Stored data entries:
↓
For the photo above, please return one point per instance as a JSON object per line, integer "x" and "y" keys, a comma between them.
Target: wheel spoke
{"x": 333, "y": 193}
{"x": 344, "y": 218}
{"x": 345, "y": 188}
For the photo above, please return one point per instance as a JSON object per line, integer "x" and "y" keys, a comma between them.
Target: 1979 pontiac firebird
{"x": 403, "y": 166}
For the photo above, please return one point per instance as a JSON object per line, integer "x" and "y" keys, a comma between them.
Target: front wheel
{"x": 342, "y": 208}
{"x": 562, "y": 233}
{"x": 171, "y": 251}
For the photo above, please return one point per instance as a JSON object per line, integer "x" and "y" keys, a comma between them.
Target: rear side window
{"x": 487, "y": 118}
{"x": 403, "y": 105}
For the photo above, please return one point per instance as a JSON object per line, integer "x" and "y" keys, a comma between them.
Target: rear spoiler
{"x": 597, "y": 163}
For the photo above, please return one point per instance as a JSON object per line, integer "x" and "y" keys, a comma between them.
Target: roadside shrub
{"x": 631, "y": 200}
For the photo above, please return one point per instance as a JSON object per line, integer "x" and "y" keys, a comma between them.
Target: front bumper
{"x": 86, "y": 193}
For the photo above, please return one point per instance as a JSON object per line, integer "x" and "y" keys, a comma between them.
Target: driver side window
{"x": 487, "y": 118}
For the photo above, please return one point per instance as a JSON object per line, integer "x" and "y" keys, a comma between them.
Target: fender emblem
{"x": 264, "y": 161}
↑
WHAT YOU ARE ASKED TO DO:
Only the lines from the one with "Target: roadside shrub" through the end of the data belong in the answer, each reproduced exactly.

COMPLETED EXERCISE:
Target: roadside shrub
{"x": 631, "y": 200}
For the photo above, please return one point per instance as a JSON object per line, integer "x" and "y" keys, a comma between them.
Target: front bumper
{"x": 86, "y": 193}
For the photo above, please return one point per instance as a JSON object per line, integer "x" and "y" keys, a comma between them.
Target: driver side window
{"x": 487, "y": 118}
For the photo above, please return one point per instance as a JSON object per line, integer "x" and "y" keys, a comma between them.
Target: fender emblem
{"x": 264, "y": 161}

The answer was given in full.